Activity: Restate all of the entries verbatim.

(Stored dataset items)

◇ ◇ ◇ ◇ ◇ ◇ ◇

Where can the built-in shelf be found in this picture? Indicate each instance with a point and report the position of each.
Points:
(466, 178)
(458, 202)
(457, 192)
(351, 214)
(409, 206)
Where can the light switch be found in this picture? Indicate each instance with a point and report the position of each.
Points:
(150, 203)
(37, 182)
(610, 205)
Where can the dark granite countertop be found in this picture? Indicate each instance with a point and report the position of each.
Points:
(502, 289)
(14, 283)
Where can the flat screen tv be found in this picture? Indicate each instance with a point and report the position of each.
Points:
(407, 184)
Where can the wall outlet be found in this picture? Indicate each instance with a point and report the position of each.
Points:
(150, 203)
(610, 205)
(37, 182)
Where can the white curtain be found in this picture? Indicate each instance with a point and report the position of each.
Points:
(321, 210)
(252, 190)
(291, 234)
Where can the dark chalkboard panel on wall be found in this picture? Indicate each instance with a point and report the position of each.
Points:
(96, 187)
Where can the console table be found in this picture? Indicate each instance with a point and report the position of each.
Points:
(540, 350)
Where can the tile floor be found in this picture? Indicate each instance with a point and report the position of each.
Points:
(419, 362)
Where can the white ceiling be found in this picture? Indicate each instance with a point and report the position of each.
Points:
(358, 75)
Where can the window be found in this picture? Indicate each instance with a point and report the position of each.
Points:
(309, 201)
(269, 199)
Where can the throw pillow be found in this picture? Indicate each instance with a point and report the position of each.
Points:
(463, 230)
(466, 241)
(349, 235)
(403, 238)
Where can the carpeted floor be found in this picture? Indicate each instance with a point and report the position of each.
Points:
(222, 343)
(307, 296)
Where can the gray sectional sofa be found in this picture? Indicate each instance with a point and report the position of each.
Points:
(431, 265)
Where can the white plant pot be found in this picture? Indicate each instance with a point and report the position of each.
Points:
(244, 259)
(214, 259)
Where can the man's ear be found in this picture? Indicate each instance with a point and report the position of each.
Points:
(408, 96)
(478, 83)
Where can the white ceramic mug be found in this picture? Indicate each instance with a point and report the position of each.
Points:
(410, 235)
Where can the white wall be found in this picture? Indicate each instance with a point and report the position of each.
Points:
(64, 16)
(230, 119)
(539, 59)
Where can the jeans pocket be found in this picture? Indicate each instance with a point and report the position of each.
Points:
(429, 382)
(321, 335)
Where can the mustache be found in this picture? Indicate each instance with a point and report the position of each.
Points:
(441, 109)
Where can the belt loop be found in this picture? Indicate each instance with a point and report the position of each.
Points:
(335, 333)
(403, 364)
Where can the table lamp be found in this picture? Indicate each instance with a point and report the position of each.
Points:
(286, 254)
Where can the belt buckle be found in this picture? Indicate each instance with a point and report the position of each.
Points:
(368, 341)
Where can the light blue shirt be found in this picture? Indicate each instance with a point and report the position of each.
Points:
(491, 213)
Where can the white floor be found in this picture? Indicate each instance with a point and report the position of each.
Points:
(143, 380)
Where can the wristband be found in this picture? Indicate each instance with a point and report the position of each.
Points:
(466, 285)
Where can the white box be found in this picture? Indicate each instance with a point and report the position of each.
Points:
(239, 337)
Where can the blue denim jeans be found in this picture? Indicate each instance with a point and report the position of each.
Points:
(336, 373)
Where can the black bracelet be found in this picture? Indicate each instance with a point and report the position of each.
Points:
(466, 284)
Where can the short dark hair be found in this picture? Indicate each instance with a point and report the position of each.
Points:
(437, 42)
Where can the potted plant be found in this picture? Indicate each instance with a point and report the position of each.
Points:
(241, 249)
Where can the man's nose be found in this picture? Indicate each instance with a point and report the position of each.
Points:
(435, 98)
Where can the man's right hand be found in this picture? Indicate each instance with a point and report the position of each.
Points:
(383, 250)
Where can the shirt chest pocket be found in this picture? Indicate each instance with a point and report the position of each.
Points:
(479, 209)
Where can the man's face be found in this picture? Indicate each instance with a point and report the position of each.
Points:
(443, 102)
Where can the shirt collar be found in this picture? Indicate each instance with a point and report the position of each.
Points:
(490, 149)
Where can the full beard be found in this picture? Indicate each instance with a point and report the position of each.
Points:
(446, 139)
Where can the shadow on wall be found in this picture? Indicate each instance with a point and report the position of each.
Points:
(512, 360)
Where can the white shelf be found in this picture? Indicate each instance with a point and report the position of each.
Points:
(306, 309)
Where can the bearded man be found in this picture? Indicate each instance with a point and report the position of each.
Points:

◇ ◇ ◇ ◇ ◇ ◇ ◇

Result of the task:
Where can the built-in shelf be found in this picture? Indicate each instance with a point and report the position of each.
Points:
(466, 178)
(458, 202)
(457, 192)
(351, 214)
(409, 206)
Where can the light switch be found in this picture? Indicate each instance with a point and report the position of each.
Points:
(150, 203)
(37, 182)
(610, 205)
Where can the dark granite countertop be found in this picture? Indicate each instance with a point and report the position of each.
Points:
(502, 289)
(14, 283)
Where can the flat screen tv be found in this picture? Indicate each instance with a point and report the position of each.
Points:
(407, 184)
Where can the wall outlet be found in this picture? Indicate each instance with a point and report the position of each.
Points:
(150, 203)
(610, 205)
(37, 182)
Where can the white curtain be found in this picture? Indicate each instance with a point and report the position of each.
Points:
(321, 210)
(252, 190)
(291, 234)
Where can the dark chalkboard panel on wall be found in this picture? Indicate each instance with a point and report the position of each.
Points:
(96, 187)
Where can the console table be found in this picture? Indicate each instance with a point and report the position of each.
Points:
(540, 350)
Where can the tile floor be found in this picture? Indicate each instance with a point and report the position of each.
Points:
(419, 362)
Where can the white ceiling be found in this picture? Indicate each instance with a point and report the position of each.
Points:
(358, 75)
Where can the window be found in this picture? Indicate each instance with a point and report the position of each.
Points:
(309, 201)
(269, 199)
Where can the throw pillow be found in this picture? Indicate each instance with a point and report the position of each.
Points:
(463, 230)
(466, 241)
(349, 235)
(403, 238)
Where can the carpeted floor be found in this picture? Indicate each instance with a point and report the position of each.
Points:
(222, 343)
(307, 296)
Where can the gray sectional sofa be found in this picture? Indicate each instance with a point and report the position of each.
Points:
(431, 265)
Where can the white plant pot be found in this picture? Indicate each instance with a point and report the position of each.
Points:
(244, 259)
(214, 259)
Where can the man's ear be found in this picture? Indicate each instance with a point and report the position of each.
Points:
(408, 96)
(478, 83)
Where can the white ceramic mug be found in this picture? Indicate each instance with a point and report the position of each.
Points:
(410, 235)
Where can the white wall be found in this picture? Indicate each instance with a point and report the position of each.
Points:
(64, 16)
(230, 119)
(539, 59)
Where can the jeans pocket be found in this picture? Indicate each instance with a point and report the position of each.
Points:
(429, 382)
(321, 335)
Where can the mustache be found in this picture? Indicate each instance with a point and report the position of each.
Points:
(441, 109)
Where can the belt loop be found in this picture? Indicate each instance with a point and report the position of each.
Points:
(335, 333)
(403, 364)
Where can the table lamp be found in this picture? Indicate each instance with a point and report the position of each.
Points:
(286, 254)
Where can the belt buckle be found in this picture? Indicate each instance with a point and report the position of each.
Points:
(368, 341)
Where can the light blue shirt be found in this picture? Indicate each instance with a point and report the position of each.
Points:
(491, 213)
Where can the white floor be found in this picture? Indicate each instance with a point and report the position of each.
Points:
(143, 380)
Where can the wristband be found in this picture? Indicate each instance with a point and report the position of each.
Points:
(466, 285)
Where can the white box be found in this picture? Indicate each instance with a point and report the position of each.
Points:
(239, 337)
Where can the blue denim jeans be found in this picture? Indicate each instance with a point and report the position of each.
Points:
(336, 373)
Where can the black bracelet be found in this picture? Indicate each instance with a point and report the position of each.
Points:
(466, 284)
Where can the short dark hair be found in this picture? Indicate each instance with a point and report the position of each.
Points:
(437, 42)
Where can the potted plant be found in this picture? Indicate each instance with a point and report the position of each.
Points:
(241, 249)
Where can the man's nose be found in this picture? Indicate each instance with a point and report the position of each.
Points:
(435, 98)
Where can the man's right hand be found in this picture? Indicate each instance with a point and report the position of each.
Points:
(383, 250)
Where can the shirt chest pocket be found in this picture? Indicate each instance with a point and report the position of each.
Points:
(479, 209)
Where can the man's face be found in this picture? Indicate each instance with a point and report the position of each.
Points:
(443, 102)
Where can the shirt collar be found in this picture? Indicate each instance with a point and report the position of each.
Points:
(490, 149)
Where can the full beard be found in this picture? Indicate each instance with a point and report the position of each.
Points:
(446, 139)
Where can the shadow on wall be found in this picture? Indicate each instance with a point and report the position of each.
Points:
(512, 360)
Where can the white shelf be found in this picture? Indicate each instance with a point and report the position of each.
Points:
(306, 309)
Where can the bearded man be found in this picture? Indicate each instance with a point and report the position of each.
Points:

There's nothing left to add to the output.